# Requirement 1
Answer these questions from the journal entry:
(a) What date appears beneath the entry's title?
(b) To which state did the writer and the writer's wife travel after the phone call?
(c) With what suspected condition was the writer's mother-in-law brought to the ICU?
# Requirement 2
Proceed with the journal entry about the illness of the writer's mother-in-law, beginning after its final sentence.

# Page extract

Change comes fast or slow

Nov 15, 2015 18:00


Been a while. Been a long while.

I'm not who I was when I started journaling, nor when I stopped. Lots of little changes and now, a very big one, which all changed the landscape, changed the roadmap, changed the atmosphere.

My wife's mother is dying.

It changes nothing, immediately. It changes everything.

We'll still go to work, still cook meals and do laundry and sweep the floor and vacuum the carpet and walk the dog and feed the cats and watch the news, all of which we'd already been doing, which marked the outline of our days. It's just that now... now we'll be doing it in the shadow of the awareness of death, which colors all things, now.

I mean that deliberately; it's the awareness of death that has shifted the palette of our lives. Death's a constant thing, it's the only thing all of us, uniformly, can expect out of life: that it will, eventually, end. It's just that most of us, most of the time, can push that awareness away, tamp it down and keep it hidden from immediate view. We can forget, for a while, that it's there. Death is considerate, that way: much of the time, for many of us, it steps aside and lets us get on with living.

Now, very suddenly, we've remembered, and all the mundane actions of our lives take on the hue of it.

A week ago, my wife's brother called - their mom had been sick a while, and had finally collapsed, been brought to the ICU with suspected kidney failure. So we left, very quickly, went down to Alabama to do what we could to help. We spent the week alternating between working remotely, cleaning the house for her, and sitting with her and my father-in-law in the hospital, while around us doctors and nurses administered medicines, ran tests. Maybe a gallstone, they thought; there was bile pooling on her liver, had poisoned her system, all but shut down her kidneys. They drained all that off, treated the systemic infection. She responded well to stabilizing treatments. Doctors ran more tests, performed two minor surgeries to help with stabilizing, brought us some bad news, some good; nothing conclusive. My wife and I, on the understanding that more tests were needed and would be happening this week sometime, hugged everyone, promised to see folks at Thanksgiving, and left for home yesterday afternoon. Call us if anything changes; call us when you know more.

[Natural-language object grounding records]
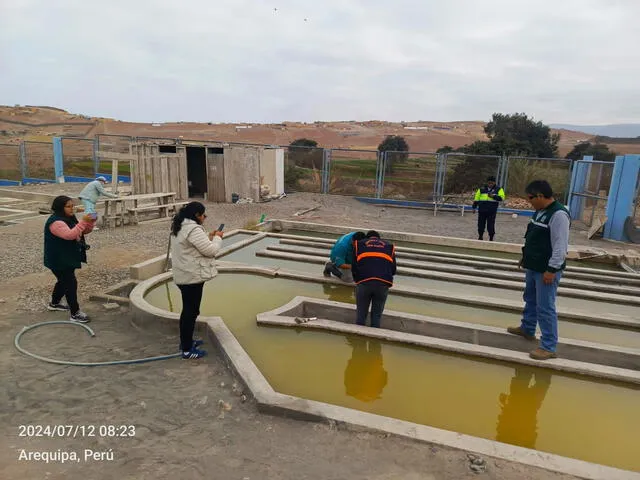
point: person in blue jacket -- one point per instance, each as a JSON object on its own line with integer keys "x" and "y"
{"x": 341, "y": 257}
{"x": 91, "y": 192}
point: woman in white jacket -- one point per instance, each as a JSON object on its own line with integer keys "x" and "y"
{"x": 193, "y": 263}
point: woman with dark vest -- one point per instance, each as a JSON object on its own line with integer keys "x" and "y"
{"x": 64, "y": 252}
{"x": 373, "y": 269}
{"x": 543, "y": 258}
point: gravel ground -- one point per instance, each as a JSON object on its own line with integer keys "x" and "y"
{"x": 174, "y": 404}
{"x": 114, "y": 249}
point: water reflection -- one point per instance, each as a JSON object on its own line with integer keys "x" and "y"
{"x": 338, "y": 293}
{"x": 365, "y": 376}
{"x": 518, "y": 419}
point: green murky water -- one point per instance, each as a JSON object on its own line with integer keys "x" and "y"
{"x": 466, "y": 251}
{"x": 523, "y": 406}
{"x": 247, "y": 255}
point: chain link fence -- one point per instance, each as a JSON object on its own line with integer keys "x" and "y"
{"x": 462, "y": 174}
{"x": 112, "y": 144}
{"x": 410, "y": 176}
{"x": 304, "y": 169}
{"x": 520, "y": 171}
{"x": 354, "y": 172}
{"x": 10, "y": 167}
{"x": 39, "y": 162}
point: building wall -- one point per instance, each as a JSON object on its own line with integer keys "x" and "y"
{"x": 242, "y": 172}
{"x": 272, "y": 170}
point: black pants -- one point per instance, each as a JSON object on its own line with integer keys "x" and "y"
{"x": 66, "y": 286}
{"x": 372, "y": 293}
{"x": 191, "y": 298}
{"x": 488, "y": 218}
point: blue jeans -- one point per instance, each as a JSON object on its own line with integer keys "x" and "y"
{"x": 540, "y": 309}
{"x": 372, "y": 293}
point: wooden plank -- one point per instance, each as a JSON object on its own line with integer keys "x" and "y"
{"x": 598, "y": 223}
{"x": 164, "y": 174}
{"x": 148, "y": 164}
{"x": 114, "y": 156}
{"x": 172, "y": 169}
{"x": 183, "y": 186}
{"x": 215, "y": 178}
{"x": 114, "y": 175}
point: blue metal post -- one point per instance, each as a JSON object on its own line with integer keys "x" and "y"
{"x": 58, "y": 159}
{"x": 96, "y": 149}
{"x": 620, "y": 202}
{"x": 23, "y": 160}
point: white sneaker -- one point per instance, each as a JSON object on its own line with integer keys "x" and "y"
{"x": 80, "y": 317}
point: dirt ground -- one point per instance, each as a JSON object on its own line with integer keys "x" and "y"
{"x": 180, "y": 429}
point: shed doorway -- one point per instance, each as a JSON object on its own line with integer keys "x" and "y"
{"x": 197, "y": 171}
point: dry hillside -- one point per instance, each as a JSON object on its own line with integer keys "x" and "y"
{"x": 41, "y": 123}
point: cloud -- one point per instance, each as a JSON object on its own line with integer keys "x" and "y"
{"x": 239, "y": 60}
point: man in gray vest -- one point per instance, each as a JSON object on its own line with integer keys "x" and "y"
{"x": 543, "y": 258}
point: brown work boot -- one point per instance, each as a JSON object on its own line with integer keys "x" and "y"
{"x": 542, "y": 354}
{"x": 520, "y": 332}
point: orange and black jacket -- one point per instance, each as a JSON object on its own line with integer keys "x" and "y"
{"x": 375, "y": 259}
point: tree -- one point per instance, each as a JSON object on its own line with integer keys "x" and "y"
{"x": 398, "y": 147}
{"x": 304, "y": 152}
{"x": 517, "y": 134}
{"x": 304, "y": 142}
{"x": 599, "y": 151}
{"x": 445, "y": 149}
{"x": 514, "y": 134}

# Answer area 1
(a) Nov 15, 2015
(b) Alabama
(c) Kidney failure

# Answer area 2
Be careful what you ask for.

Less than halfway home, we got a call from her brother. The CT scan results from yesterday morning had already come back.

She has cancer. It has metastasized, it is inoperable, and her doctors have estimated six months for her to live.

So today... we did some laundry. I loaded the dishwasher. I cleaned the catboxes, ran and got lunch. We caught up on Doctor Who. Tomorrow we'll go to work, we'll go to the grocery store. We'll go visit family at Thanksgiving, at Christmas. All of these things are normal, but now there is nothing normal about them.

There are huge, enormous things going on in the world right now. Hopefully soon I'll have enough cope left to care again. Right now, it's just too much.